▸ **WORK TO COMPLETE**
Each line holding the string "umbrella" is to be copied from the data.

PROVIDED RECORDS Start Marker

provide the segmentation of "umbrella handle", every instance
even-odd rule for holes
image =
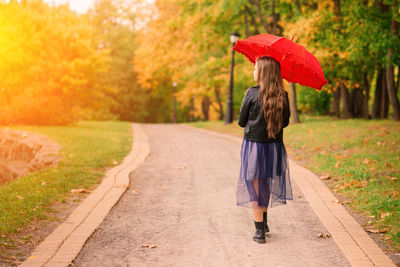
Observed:
[[[290,38],[290,41],[293,41],[294,36],[295,36],[295,35],[293,34],[293,35],[292,35],[292,38]]]

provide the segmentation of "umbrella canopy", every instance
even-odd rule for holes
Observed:
[[[233,49],[253,64],[259,57],[270,56],[281,64],[282,78],[321,90],[328,83],[321,65],[313,54],[292,40],[265,33],[238,40]]]

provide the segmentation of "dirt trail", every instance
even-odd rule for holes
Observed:
[[[71,266],[350,266],[296,184],[270,209],[266,244],[236,206],[240,144],[178,125],[144,124],[151,153]],[[154,248],[143,245],[155,245]]]

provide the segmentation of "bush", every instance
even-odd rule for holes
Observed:
[[[297,86],[297,108],[300,113],[325,115],[329,113],[331,95],[326,91]]]

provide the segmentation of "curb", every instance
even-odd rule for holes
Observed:
[[[180,127],[202,131],[224,139],[242,143],[242,138],[189,125]],[[310,170],[289,159],[290,172],[294,181],[308,200],[315,214],[332,234],[336,244],[352,266],[393,266],[393,261],[364,231],[358,222],[346,211],[328,187]]]
[[[129,174],[150,154],[142,127],[132,123],[132,150],[123,162],[106,171],[101,184],[71,213],[68,219],[46,237],[20,266],[69,266],[86,240],[107,216],[129,187]]]

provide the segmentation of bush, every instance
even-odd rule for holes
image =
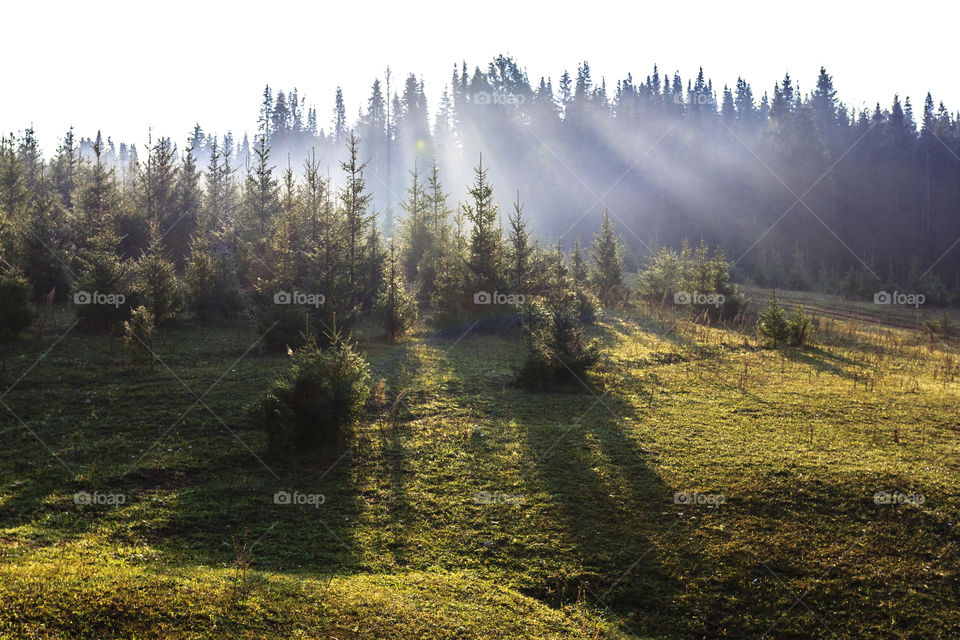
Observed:
[[[691,316],[706,317],[711,322],[733,320],[747,307],[730,282],[730,263],[723,252],[717,249],[711,256],[703,242],[695,252],[686,241],[679,253],[661,249],[650,258],[637,281],[640,295],[651,304],[680,303]]]
[[[924,320],[923,326],[931,336],[953,338],[960,334],[960,327],[957,326],[956,322],[950,319],[950,316],[947,315],[946,311],[943,312],[943,315],[940,316],[939,320],[934,318]]]
[[[330,346],[316,340],[292,353],[293,365],[251,408],[254,422],[267,433],[272,452],[331,445],[363,415],[370,395],[366,359],[336,328]]]
[[[524,337],[528,354],[519,381],[527,387],[582,381],[600,358],[600,341],[584,338],[575,309],[549,309],[535,300],[524,314]]]
[[[774,291],[767,302],[767,308],[760,314],[757,329],[773,348],[782,344],[802,347],[810,339],[812,323],[810,317],[803,310],[803,305],[797,305],[793,315],[788,320],[780,300],[777,299],[777,293]]]
[[[519,379],[535,388],[582,380],[600,357],[600,341],[584,337],[583,303],[559,247],[549,263],[545,295],[534,298],[522,315],[528,355]]]
[[[153,314],[140,305],[123,323],[123,350],[133,362],[148,360],[153,368],[153,334],[156,331]]]

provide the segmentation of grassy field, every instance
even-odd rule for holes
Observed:
[[[64,310],[6,361],[0,638],[957,637],[960,343],[783,298],[811,346],[609,313],[538,394],[518,334],[362,325],[368,419],[285,460],[250,327],[151,371]]]

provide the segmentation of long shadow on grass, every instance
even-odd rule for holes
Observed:
[[[132,531],[174,562],[230,565],[244,544],[262,570],[332,573],[353,562],[360,507],[348,446],[264,456],[271,473],[239,444],[225,444],[202,467],[187,469],[189,480],[179,487],[171,487],[168,472],[149,467],[118,478],[157,479],[130,506]]]
[[[675,489],[626,426],[624,419],[636,419],[632,409],[577,382],[535,393],[484,380],[484,370],[503,368],[496,354],[522,361],[522,343],[501,342],[464,340],[448,358],[461,382],[458,401],[479,413],[464,445],[468,473],[494,501],[472,505],[465,517],[481,543],[475,553],[552,606],[579,597],[641,634],[709,633],[676,601],[685,576],[711,573],[713,560],[685,539]]]
[[[404,348],[380,340],[367,347],[375,379],[408,366]],[[272,362],[253,359],[254,370],[258,360]],[[273,375],[261,376],[242,404],[254,401]],[[232,399],[229,393],[223,398]],[[230,564],[236,547],[246,543],[254,568],[263,570],[331,574],[366,566],[365,546],[370,545],[357,539],[356,527],[368,508],[365,500],[379,496],[361,487],[368,486],[367,478],[357,477],[355,466],[370,455],[374,427],[359,425],[338,443],[309,451],[268,455],[264,434],[242,412],[233,417],[230,426],[237,437],[213,421],[216,440],[203,445],[209,457],[188,470],[201,475],[176,491],[169,517],[145,519],[145,535],[185,562]],[[403,461],[389,459],[395,463],[391,509],[403,510]]]
[[[853,380],[857,378],[857,375],[844,368],[862,366],[862,363],[848,358],[847,356],[838,355],[836,353],[830,353],[829,351],[815,346],[804,347],[803,349],[785,349],[783,357],[792,362],[797,362],[800,364],[805,364],[813,367],[815,370],[832,373],[835,376]]]
[[[543,420],[534,411],[520,421],[526,484],[561,526],[571,556],[563,564],[580,567],[570,586],[586,584],[587,599],[624,616],[634,632],[688,628],[690,612],[676,606],[684,577],[709,573],[711,558],[687,544],[675,490],[623,426],[629,408],[586,391],[574,396],[578,403],[558,394],[528,397],[531,404],[570,407],[561,420]]]

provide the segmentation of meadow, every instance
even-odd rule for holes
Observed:
[[[361,322],[366,418],[284,458],[249,323],[151,367],[56,309],[5,359],[0,638],[957,637],[960,343],[782,299],[807,346],[630,306],[537,393],[519,331]]]

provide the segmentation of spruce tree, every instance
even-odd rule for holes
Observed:
[[[77,282],[71,299],[86,329],[117,329],[130,314],[133,268],[130,260],[117,254],[119,244],[116,233],[104,229],[89,238],[77,256]],[[94,300],[94,294],[114,296],[114,303]]]
[[[197,229],[203,194],[200,190],[200,171],[194,147],[188,147],[177,172],[174,201],[175,219],[164,233],[164,242],[174,263],[182,266],[189,251],[190,238]]]
[[[18,262],[35,292],[53,293],[57,301],[62,301],[70,288],[68,262],[73,247],[59,194],[53,188],[40,189],[28,215]]]
[[[586,370],[600,355],[599,341],[584,336],[573,280],[559,242],[547,263],[545,294],[534,301],[524,318],[529,352],[519,381],[534,388],[582,382]]]
[[[359,160],[360,139],[350,132],[347,140],[347,160],[340,163],[346,184],[340,190],[340,207],[345,226],[344,240],[347,253],[347,284],[351,305],[359,304],[362,293],[368,289],[362,280],[363,243],[371,226],[368,213],[370,194],[367,193],[363,171],[365,163]]]
[[[417,302],[404,286],[403,268],[393,241],[390,242],[376,312],[390,340],[406,333],[417,319]]]
[[[767,301],[767,308],[760,314],[757,328],[760,335],[766,338],[768,344],[774,348],[787,341],[790,327],[787,322],[787,314],[777,299],[776,291]]]
[[[597,297],[605,306],[612,306],[622,298],[623,246],[607,210],[603,212],[600,233],[593,237],[590,258],[590,279]]]
[[[99,131],[93,144],[93,156],[93,164],[83,172],[80,186],[80,212],[75,234],[81,239],[90,238],[99,231],[112,230],[120,200],[113,167],[105,162]]]
[[[400,235],[403,241],[403,257],[401,260],[403,274],[407,282],[420,279],[420,263],[430,251],[434,241],[431,233],[431,224],[428,218],[428,199],[424,191],[420,172],[414,163],[410,172],[410,186],[407,188],[407,199],[400,203],[404,217],[400,225]]]
[[[483,168],[483,157],[474,168],[474,184],[468,193],[472,202],[461,205],[470,222],[470,245],[467,257],[467,286],[471,296],[481,292],[493,293],[503,280],[503,235],[497,224],[497,206],[493,202],[493,187]],[[482,311],[482,309],[474,309]]]
[[[60,196],[60,202],[70,210],[73,208],[77,190],[77,174],[80,154],[77,151],[73,127],[67,130],[57,147],[57,156],[53,161],[53,185]]]
[[[172,319],[183,304],[176,267],[167,259],[159,229],[151,232],[150,245],[137,261],[137,289],[157,327]]]
[[[417,264],[417,273],[419,274],[419,295],[423,300],[429,300],[436,291],[440,260],[450,242],[448,218],[451,212],[447,204],[447,194],[444,193],[443,186],[440,184],[440,169],[436,162],[433,163],[427,178],[425,196],[430,240],[426,252]]]
[[[510,231],[507,236],[507,279],[510,293],[527,295],[531,293],[531,271],[535,243],[530,239],[527,220],[523,217],[523,205],[520,204],[520,192],[513,204],[513,213],[509,216]]]
[[[437,275],[434,279],[434,291],[430,297],[430,303],[436,312],[436,322],[441,327],[458,324],[469,304],[466,295],[468,270],[464,223],[465,216],[461,209],[454,216],[450,239],[443,243],[443,250],[437,261]]]
[[[242,304],[236,274],[210,237],[202,228],[197,231],[184,268],[186,306],[200,322],[232,318]]]
[[[279,207],[277,194],[277,180],[270,165],[270,147],[266,137],[260,135],[254,147],[254,166],[247,171],[237,223],[238,268],[245,284],[270,275],[264,257],[270,221]]]

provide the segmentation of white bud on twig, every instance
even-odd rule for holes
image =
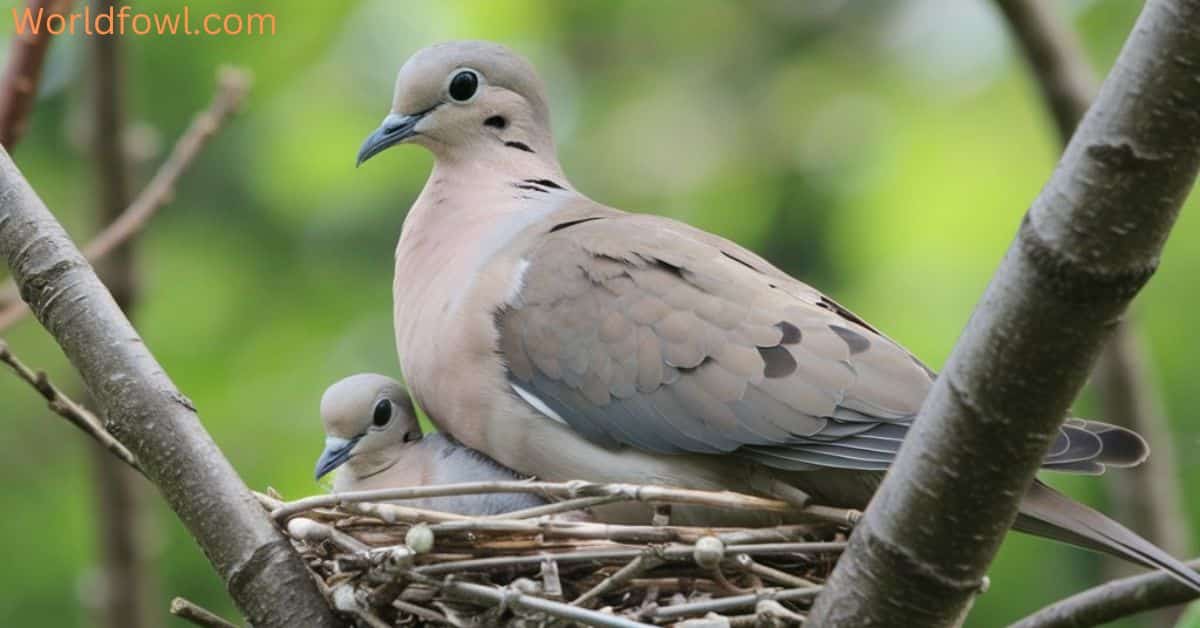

PROVIDED RECORDS End Marker

▸ **EXERCISE SOLUTION**
provide the segmentation of "umbrella handle", every instance
provide the segmentation of "umbrella canopy", every instance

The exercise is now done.